:: Provided data ::
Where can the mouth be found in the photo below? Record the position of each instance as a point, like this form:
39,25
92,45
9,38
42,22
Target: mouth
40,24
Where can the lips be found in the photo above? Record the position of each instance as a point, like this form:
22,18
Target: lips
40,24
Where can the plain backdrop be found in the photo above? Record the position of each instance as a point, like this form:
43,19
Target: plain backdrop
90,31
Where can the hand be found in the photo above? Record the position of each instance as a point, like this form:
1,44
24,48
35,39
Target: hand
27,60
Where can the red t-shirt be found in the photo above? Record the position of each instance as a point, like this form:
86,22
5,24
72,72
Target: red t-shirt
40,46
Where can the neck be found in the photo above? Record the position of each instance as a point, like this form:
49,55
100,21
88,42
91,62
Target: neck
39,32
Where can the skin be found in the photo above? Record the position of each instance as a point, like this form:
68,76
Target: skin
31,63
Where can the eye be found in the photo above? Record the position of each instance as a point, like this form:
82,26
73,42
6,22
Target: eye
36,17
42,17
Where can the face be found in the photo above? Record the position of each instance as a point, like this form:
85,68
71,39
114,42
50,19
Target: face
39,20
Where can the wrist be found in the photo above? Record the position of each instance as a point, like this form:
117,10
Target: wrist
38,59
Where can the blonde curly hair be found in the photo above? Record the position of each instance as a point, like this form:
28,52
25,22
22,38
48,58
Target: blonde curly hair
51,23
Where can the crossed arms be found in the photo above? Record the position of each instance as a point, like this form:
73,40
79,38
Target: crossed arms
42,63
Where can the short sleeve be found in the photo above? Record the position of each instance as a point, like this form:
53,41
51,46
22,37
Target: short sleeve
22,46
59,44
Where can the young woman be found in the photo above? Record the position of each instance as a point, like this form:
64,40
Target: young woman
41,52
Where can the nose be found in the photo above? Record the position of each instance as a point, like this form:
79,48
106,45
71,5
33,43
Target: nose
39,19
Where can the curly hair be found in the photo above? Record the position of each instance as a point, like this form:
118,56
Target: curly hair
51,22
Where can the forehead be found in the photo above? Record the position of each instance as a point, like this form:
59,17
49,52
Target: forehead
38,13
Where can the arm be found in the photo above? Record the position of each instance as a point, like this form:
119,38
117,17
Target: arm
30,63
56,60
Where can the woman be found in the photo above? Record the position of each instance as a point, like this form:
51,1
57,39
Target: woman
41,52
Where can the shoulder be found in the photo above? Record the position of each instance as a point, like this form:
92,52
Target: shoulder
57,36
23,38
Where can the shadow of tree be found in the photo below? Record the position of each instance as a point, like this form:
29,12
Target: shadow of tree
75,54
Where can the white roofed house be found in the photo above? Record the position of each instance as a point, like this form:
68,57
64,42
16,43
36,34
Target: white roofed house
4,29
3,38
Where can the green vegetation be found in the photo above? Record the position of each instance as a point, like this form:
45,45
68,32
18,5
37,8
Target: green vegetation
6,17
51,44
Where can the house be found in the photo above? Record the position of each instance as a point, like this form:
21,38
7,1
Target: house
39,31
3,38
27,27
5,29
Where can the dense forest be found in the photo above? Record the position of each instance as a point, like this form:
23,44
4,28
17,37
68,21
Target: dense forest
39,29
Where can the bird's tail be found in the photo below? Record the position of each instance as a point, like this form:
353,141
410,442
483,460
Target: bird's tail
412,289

:: Aim ::
Send back every record, precisely as written.

:: Solved problem ::
Where can the mouth be found in the photo below? Record the position of each instance as a point, like this form:
39,25
92,45
9,38
42,22
Target: mouth
40,24
Where can the lips be found in the photo above? Record the position of each instance as a point, like this form:
22,18
Target: lips
40,24
Where can the plain backdrop be found in the photo above? Record the position of each instance as a point, like this form:
43,19
Target: plain backdrop
90,31
Where can the hand be found in the photo above? Record the position of each instance as a point, like this form:
1,44
24,48
35,39
Target: hand
27,60
Where can the red t-shirt be found in the photo above? Record the position of each instance as a point, like this form:
86,22
5,24
72,72
Target: red t-shirt
40,46
Where can the neck be found in the photo above? Record the position of each instance as a point, like this form:
49,55
100,21
88,42
91,62
Target: neck
39,32
Where can the skin be found in the photo above? Record the position of each instance as a point, like this form:
68,76
Target: skin
31,63
Where can the eye be found in the photo above? Record the position of each instance as a point, like this form:
82,26
73,42
6,22
Target: eye
36,17
42,17
Where can the face be found in the photo above? Record the position of each instance as a point, like this form:
85,68
71,39
114,42
50,19
Target: face
39,20
Where can the wrist be found in the photo above? Record the position of each instance as a point, like this form:
117,10
Target: wrist
38,59
Where can the blonde curly hair be found in the photo above? Record the position of each instance as a point, like this form:
28,52
25,22
22,38
48,58
Target: blonde curly hair
51,23
Where can the crossed arms be found in the photo above? Record the position of each instance as a point, like this form:
73,40
79,38
Target: crossed arms
42,63
Where can the short sleeve be found in the photo above? Record the position of each instance as a point, like this form:
53,41
51,46
22,37
Target: short sleeve
22,46
59,44
Where can the young woman be found in the photo above? Record the position of each instance as a point, like this form:
64,40
Target: young woman
41,52
Where can the nose be found in the photo above? Record the position of each instance as a point, like this form:
79,48
106,45
71,5
33,43
Target: nose
39,19
Where can the curly hair be found in the photo above? Record the position of each instance as a point, like this form:
118,56
Target: curly hair
51,22
Where can the forehead be found in the photo above? Record the position of each instance as a point, like this form:
59,17
49,52
Target: forehead
38,13
Where can the arm be found in the photo above? Record the position of each instance as a point, like this form:
119,38
117,17
Target: arm
30,63
56,60
Where can the woman be found in the photo above? Record the position of each instance as a point, like this form:
51,1
57,39
Target: woman
41,52
Where can the shoulder be found in the photo above? Record the position of each instance as a point, like this form:
92,52
Target: shoulder
57,36
23,38
Where can the shadow of tree be found in the photo below? Record the position of each instance as a point, like this form:
29,12
Target: shadow of tree
75,54
Where can the white roofed house be found in the photo above? Record the position of each instance as a point, like this form:
68,57
64,42
16,43
36,34
Target: white roofed house
4,29
3,38
Where can the green vegetation be found in the photo above? Record the position of each instance as a point, like this form:
45,45
68,32
18,5
37,8
Target: green vegetation
6,17
51,44
Where can the house be found in the photo above? Record the position of each instance as a point, like this form:
21,38
7,1
Target: house
39,31
3,38
27,27
5,29
Where can the dense forest be found in the photo above? Record the position of each instance as a point, like this form:
23,44
4,28
17,37
68,21
Target: dense forest
39,29
Where can the bird's tail be found in the photo below? Record the position of each instance as a point, like this form:
353,141
410,442
483,460
Target: bird's tail
412,289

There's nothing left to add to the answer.